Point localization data
-=-=-
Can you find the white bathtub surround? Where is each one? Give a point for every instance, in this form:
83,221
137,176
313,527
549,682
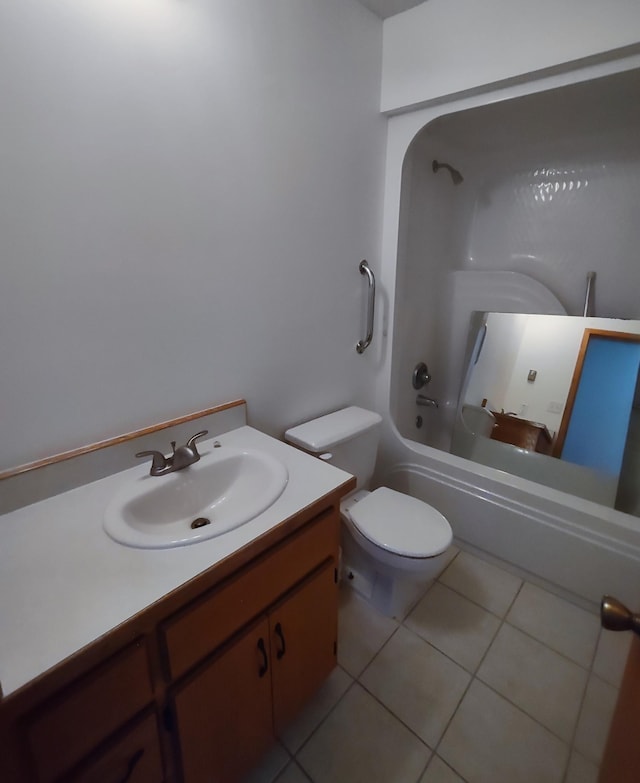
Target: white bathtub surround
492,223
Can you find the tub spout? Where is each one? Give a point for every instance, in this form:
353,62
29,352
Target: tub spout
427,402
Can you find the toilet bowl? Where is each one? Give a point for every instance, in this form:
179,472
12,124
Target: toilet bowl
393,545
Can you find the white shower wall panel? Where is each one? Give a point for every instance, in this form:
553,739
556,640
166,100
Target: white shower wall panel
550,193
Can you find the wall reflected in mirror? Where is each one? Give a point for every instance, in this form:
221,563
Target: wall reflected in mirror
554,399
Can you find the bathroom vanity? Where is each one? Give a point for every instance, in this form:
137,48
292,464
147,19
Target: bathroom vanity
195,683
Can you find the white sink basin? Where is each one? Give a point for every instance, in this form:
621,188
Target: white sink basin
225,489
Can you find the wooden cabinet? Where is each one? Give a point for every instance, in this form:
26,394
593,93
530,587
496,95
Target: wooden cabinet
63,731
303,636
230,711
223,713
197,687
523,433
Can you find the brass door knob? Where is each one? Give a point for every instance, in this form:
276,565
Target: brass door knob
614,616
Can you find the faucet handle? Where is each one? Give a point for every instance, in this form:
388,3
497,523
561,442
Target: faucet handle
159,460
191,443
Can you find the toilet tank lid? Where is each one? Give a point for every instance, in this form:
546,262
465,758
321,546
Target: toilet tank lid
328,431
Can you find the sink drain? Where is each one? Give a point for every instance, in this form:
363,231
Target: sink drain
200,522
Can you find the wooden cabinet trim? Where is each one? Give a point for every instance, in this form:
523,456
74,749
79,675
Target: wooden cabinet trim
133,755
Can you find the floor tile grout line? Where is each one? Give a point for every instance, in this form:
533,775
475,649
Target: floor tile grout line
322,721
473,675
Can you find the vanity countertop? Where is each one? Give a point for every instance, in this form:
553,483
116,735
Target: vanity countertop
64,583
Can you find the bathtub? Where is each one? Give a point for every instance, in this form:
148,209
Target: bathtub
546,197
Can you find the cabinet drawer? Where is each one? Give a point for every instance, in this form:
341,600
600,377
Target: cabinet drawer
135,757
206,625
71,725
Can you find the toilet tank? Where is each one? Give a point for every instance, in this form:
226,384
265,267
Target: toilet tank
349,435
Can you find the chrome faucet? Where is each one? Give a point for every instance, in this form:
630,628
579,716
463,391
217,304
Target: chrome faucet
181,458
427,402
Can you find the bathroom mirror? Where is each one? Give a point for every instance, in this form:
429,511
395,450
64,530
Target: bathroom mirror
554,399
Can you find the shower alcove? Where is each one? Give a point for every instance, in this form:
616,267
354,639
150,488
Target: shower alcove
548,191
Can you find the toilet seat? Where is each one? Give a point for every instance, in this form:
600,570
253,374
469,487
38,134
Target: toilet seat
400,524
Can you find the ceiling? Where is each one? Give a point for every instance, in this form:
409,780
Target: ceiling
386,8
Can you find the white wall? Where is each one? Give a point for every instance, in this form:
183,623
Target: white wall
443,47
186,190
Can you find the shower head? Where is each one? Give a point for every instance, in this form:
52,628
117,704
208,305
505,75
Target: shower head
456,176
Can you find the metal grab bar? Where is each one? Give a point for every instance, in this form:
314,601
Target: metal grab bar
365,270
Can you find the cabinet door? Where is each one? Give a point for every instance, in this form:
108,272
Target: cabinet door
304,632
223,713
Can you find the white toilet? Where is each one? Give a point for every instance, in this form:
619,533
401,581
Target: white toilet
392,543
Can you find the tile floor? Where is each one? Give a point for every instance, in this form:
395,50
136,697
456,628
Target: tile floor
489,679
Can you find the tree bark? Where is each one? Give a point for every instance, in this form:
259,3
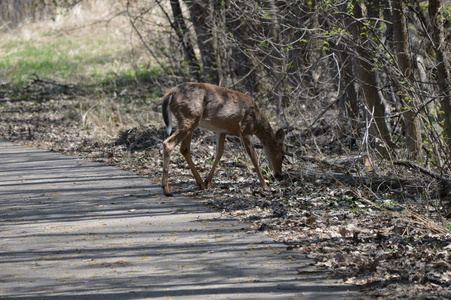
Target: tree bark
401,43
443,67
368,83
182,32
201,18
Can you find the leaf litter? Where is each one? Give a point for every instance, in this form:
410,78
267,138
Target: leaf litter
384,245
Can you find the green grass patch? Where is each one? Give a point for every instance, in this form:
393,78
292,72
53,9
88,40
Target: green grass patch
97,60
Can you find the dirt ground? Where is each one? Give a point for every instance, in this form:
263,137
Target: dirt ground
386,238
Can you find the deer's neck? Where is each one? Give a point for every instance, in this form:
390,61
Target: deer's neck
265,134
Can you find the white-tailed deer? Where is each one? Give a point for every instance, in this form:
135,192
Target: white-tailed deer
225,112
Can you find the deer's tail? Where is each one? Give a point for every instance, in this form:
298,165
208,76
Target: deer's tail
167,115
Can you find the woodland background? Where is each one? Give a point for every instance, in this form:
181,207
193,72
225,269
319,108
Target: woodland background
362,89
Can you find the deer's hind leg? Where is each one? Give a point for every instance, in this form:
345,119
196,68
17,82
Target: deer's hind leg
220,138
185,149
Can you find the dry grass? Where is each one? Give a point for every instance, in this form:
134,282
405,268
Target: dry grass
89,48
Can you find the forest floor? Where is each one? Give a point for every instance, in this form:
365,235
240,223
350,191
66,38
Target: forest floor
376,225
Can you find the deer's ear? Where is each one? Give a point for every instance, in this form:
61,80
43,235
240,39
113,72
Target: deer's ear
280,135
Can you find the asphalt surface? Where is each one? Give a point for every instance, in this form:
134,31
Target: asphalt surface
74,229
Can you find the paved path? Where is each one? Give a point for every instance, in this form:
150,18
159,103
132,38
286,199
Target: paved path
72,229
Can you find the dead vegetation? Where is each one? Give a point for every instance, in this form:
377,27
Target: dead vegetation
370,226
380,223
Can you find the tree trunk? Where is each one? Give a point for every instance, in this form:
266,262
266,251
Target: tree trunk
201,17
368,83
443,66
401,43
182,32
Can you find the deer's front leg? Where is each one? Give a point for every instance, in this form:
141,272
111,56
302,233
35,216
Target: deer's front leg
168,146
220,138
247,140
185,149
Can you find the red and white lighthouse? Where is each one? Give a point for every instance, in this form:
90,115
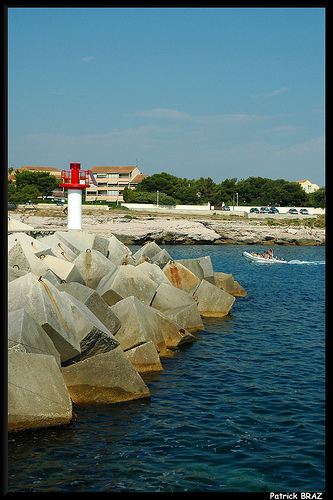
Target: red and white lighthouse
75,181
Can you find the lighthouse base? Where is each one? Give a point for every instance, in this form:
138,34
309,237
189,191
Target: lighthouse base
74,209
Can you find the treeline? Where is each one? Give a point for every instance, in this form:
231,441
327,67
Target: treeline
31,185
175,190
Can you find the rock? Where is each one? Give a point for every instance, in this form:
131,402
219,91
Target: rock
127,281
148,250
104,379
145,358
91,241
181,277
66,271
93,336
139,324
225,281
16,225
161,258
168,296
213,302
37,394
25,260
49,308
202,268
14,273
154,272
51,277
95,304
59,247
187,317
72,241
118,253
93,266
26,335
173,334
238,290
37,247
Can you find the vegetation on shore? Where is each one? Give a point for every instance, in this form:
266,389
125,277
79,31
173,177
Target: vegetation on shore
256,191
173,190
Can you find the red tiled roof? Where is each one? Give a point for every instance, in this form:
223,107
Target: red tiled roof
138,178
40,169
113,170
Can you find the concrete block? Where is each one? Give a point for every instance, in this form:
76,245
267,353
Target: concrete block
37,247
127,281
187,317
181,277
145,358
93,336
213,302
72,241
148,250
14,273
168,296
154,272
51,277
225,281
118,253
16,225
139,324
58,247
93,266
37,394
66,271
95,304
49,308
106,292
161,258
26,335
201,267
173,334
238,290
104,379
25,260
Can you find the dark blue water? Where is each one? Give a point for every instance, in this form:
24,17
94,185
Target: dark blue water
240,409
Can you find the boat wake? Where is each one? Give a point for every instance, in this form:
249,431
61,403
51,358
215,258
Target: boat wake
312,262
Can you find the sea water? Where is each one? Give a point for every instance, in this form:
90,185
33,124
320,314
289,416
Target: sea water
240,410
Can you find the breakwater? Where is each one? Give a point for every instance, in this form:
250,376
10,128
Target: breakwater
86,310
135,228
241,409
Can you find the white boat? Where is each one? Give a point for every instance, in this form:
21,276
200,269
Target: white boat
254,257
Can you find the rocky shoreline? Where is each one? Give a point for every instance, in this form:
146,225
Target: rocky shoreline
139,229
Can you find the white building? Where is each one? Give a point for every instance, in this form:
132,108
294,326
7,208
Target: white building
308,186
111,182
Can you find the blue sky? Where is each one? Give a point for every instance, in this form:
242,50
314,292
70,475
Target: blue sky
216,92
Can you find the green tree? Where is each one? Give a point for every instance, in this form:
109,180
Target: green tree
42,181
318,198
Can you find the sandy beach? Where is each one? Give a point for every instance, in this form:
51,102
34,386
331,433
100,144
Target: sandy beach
-=-=-
(What the exercise asks) The expected output is the lines from the one with "Target: green tree" through the end of the data, exactly as written and nothing more.

(Exercise solution)
Target: green tree
42,181
318,198
Can you find the sandy beach? Where is each one? Give a point for every instance, in this form:
51,102
34,386
331,433
100,144
Target: sandy beach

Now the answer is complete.